▸ **PROBLEM TO WORK ON**
Write out, unchanged, the lines from the one holding "of the still" to the close of the listing. Both the first and last lines belong in it.

▸ **LISTED ENTRIES**
####################
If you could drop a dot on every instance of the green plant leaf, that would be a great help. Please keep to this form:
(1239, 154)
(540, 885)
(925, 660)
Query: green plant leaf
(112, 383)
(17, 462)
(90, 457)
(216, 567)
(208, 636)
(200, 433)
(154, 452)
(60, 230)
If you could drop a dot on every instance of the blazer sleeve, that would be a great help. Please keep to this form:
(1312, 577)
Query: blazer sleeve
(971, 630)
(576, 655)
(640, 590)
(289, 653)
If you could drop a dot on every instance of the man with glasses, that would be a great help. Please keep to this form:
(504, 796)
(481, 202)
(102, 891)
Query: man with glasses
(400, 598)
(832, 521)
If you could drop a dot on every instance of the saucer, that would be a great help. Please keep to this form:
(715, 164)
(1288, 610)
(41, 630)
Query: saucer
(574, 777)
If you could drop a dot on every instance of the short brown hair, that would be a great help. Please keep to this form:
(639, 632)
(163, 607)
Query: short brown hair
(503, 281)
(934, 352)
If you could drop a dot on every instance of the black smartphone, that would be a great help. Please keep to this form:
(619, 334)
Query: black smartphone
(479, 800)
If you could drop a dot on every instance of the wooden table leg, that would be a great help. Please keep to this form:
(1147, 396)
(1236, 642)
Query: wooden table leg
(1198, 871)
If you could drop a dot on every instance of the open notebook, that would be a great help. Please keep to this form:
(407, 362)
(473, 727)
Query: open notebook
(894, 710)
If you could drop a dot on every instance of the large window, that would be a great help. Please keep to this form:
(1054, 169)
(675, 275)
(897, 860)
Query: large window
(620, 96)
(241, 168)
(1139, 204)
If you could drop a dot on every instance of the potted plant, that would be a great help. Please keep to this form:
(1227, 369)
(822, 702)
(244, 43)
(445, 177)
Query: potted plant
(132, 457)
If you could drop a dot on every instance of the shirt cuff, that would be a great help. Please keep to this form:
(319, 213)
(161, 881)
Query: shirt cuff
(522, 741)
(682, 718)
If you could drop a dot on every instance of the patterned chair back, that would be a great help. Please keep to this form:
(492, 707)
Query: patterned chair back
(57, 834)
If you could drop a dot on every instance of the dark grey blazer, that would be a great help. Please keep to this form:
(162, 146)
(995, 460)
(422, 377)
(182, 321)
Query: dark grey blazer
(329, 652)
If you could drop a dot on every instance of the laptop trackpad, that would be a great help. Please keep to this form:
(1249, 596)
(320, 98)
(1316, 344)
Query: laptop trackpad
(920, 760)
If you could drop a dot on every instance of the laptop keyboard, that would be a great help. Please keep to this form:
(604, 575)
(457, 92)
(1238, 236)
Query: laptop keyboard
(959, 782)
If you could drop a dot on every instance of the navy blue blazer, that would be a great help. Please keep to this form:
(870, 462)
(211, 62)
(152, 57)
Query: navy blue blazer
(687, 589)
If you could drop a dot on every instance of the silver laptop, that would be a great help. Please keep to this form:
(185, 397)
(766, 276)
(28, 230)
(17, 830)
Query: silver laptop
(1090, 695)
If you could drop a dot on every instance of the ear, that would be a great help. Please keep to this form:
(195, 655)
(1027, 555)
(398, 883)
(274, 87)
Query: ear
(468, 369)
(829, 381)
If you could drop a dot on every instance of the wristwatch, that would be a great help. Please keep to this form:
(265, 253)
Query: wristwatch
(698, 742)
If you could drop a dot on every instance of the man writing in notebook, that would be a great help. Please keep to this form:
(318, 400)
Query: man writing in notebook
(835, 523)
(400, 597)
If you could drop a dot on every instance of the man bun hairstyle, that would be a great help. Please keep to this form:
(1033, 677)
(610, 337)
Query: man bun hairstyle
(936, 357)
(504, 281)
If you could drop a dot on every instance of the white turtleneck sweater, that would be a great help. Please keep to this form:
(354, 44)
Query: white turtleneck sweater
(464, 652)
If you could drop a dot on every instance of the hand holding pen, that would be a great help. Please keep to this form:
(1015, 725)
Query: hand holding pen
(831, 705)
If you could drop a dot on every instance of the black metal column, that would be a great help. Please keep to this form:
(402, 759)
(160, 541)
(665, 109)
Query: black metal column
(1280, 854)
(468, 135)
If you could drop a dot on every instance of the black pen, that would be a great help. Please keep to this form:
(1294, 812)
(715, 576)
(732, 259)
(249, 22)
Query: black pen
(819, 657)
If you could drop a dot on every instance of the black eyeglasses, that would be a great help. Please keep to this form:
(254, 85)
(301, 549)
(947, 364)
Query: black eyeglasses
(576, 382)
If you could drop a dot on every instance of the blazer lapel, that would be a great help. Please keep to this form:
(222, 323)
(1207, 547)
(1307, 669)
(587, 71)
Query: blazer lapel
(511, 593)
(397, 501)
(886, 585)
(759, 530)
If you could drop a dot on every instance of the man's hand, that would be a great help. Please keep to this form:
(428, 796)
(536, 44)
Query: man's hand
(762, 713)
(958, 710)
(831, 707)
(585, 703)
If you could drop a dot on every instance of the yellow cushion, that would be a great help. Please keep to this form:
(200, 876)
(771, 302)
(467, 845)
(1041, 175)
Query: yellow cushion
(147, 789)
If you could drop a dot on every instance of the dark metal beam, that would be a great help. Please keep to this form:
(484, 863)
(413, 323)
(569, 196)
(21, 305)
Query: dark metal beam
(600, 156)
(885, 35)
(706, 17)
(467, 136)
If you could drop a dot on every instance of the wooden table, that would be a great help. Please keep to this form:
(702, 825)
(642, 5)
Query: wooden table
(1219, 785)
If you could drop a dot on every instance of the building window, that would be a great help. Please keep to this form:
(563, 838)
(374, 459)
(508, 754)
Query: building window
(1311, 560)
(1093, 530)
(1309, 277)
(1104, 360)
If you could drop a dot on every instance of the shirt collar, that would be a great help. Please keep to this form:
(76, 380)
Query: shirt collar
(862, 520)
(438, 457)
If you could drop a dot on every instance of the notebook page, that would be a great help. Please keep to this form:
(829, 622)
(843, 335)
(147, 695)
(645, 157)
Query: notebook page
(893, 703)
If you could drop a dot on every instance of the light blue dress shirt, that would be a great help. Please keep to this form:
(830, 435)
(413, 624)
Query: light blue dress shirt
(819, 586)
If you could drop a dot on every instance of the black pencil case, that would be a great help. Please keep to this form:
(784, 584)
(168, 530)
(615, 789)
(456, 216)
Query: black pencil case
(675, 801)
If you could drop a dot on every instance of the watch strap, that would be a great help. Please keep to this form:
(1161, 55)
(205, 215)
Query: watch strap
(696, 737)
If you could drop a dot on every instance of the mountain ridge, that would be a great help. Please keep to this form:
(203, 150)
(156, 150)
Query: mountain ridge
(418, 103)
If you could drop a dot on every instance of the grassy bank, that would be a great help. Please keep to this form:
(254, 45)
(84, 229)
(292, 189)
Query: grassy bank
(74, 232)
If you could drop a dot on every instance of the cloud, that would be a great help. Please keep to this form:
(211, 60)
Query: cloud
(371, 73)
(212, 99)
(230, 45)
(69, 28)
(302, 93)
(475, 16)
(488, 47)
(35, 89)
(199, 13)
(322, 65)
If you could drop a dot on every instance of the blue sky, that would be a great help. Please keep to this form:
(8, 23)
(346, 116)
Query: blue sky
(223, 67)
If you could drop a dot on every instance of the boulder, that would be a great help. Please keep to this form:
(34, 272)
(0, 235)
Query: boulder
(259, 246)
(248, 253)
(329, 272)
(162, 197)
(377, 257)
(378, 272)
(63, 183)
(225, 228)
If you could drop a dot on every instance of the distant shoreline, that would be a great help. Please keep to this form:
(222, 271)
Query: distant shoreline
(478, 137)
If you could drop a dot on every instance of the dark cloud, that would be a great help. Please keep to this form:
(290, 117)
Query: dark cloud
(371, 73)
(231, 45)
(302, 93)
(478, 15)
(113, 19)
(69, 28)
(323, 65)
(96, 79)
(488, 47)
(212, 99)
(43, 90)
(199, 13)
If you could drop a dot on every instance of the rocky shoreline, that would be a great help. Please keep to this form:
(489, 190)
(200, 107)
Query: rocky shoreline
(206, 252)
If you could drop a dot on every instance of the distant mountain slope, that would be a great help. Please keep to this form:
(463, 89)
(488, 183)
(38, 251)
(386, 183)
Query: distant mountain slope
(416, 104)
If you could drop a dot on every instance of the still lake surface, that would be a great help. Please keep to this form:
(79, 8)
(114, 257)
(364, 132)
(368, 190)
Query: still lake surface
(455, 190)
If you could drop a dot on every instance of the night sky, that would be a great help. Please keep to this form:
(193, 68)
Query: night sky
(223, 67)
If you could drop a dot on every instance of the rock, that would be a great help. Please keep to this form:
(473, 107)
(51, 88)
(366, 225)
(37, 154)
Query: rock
####################
▸ **THE OUTPUT**
If you could drop a dot on every instance of the still lake surface, that would be a great help. Please keep to this form:
(79, 8)
(114, 257)
(364, 132)
(368, 190)
Query: still lake surface
(455, 190)
If you could drop a dot on every instance of the night sky, that would be a great help. Please keep to this form:
(193, 68)
Query: night sky
(223, 67)
If you could drop a dot on every instance of the rock, that would be a great help. Please keep to this form:
(473, 107)
(51, 88)
(366, 225)
(37, 154)
Query: rock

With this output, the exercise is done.